▶ **Material provided**:
* * *

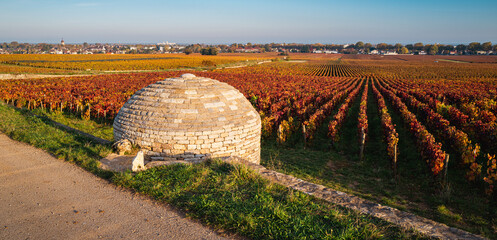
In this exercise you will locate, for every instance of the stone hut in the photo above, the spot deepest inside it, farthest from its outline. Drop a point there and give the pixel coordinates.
(190, 118)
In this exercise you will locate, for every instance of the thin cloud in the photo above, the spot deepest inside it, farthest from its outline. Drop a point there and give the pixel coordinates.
(88, 4)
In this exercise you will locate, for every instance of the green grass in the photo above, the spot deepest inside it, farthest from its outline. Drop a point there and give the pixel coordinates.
(226, 197)
(236, 199)
(338, 166)
(22, 126)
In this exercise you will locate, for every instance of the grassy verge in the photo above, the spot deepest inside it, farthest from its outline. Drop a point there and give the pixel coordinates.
(221, 195)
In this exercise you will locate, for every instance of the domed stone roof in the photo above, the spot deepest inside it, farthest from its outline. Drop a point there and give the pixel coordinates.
(191, 118)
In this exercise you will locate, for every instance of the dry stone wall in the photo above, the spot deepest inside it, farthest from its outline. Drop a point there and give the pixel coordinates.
(191, 118)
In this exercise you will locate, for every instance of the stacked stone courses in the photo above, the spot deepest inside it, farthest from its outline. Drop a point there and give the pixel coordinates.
(190, 118)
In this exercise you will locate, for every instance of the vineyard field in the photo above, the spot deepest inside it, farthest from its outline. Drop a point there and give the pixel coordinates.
(414, 132)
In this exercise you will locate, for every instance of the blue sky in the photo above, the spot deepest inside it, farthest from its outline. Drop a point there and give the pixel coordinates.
(256, 21)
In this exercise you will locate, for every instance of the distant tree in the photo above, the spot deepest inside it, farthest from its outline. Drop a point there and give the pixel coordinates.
(433, 49)
(397, 47)
(305, 49)
(461, 48)
(188, 51)
(267, 48)
(418, 47)
(486, 46)
(209, 51)
(474, 47)
(403, 50)
(382, 46)
(359, 45)
(14, 44)
(213, 51)
(46, 47)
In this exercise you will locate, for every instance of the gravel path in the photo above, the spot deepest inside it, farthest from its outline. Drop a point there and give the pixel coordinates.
(42, 197)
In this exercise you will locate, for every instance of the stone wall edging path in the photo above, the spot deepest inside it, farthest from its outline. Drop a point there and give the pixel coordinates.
(404, 219)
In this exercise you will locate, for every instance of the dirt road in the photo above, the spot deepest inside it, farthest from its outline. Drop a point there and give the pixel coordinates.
(42, 197)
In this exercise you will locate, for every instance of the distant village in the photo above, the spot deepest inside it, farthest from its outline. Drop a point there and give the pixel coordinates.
(283, 48)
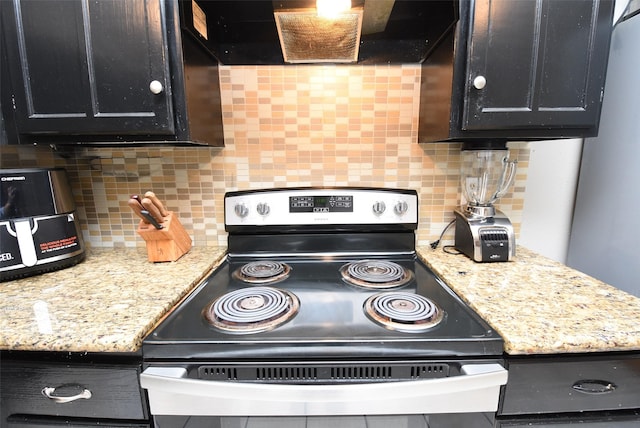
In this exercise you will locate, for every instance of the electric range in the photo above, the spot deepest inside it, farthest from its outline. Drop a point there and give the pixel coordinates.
(321, 287)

* * *

▶ **Direction**: Set down all the entries exactly as they appear, but skip any pictures.

▶ **Task response**:
In this exercise you will locate, for every instance of the stone hut in the photo above, the spot deepest inside it, farthest from its outline. Drop a point there and give the pixel coordinates.
(190, 118)
In this exercise you will locate, for every instance of the thin cloud in the photo above, the spot deepest inside it, farthest from its outline. Drop a point there and give the pixel coordinates.
(88, 4)
In this exercise you will locate, for every instance of the green grass in the photo above, the spot deepest inside it, farthest from its outline. Drop a point there and give the pixel coordinates.
(226, 197)
(236, 199)
(338, 166)
(22, 126)
In this exercise you will locate, for every instance of the grassy verge in the photo above, the spot deepest inside it, farthest from its outline. Drop a point there and give the pixel coordinates.
(221, 195)
In this exercise you will locate, for every instance of the domed stone roof in the photo above, the spot deepest inside it, farthest from its outline. Drop a point there and give the pixel coordinates.
(191, 118)
In this exercise you will locate, for every instance of the dry stone wall in the photo above, the spot deepest inside it, farthest from its outline. Drop a point there and give the pixel coordinates.
(191, 118)
In this exercise you will locate, for every instance of the stacked stone courses in the photo above, the spot deepest inside it, farthest from its outline. Drop a point there and give the pixel coordinates.
(190, 118)
In this exercise you will locate, for every instance of the vineyard field in the photo above, the spot deepest inside it, farthest from its outline. Drop a point there and give the pixel coordinates.
(414, 132)
In this exercise you will locate, for every instance of the blue sky in the photo above, the spot deepest inside it, farthest from its outline. Drop a point there and give the pixel coordinates.
(256, 21)
In this exercise you will locate, for every instance of the distant tree in the photo above, the spot deepest inside it, farthest from its outline. Drop a point there and give the pixel coordinates.
(433, 49)
(397, 47)
(305, 49)
(461, 48)
(188, 51)
(267, 48)
(418, 47)
(486, 46)
(209, 51)
(474, 47)
(403, 50)
(382, 46)
(359, 45)
(14, 44)
(213, 51)
(46, 47)
In this exercise you will locate, for every instance of the gravel path in the photo above, the spot deepest inside it, farthest from its outline. Drop a point there and give the pixel coordinates.
(42, 197)
In this exercise you will locate, for every instance of the stone wall edging path in the photo above, the spot deepest inside it, farthest from its outline. Drop a point there and give the pixel coordinates.
(404, 219)
In this exercise you will locate, for every instance of the dirt road in the photo above, the spot deepest inside it, farthest from its outline. Drop a point there and give the pixel coordinates.
(42, 197)
In this exercise you will locate, for every instance of the distant village in the photo above, the spot deepest inside it, farthest from its outline. Drop a point there and give the pixel coordinates.
(283, 48)
In this exercise you will locate, for every instance of the electric range in the photo above, the spot deepest inside it, farthest from its outline. Drop a point there and give the pixel coordinates.
(321, 287)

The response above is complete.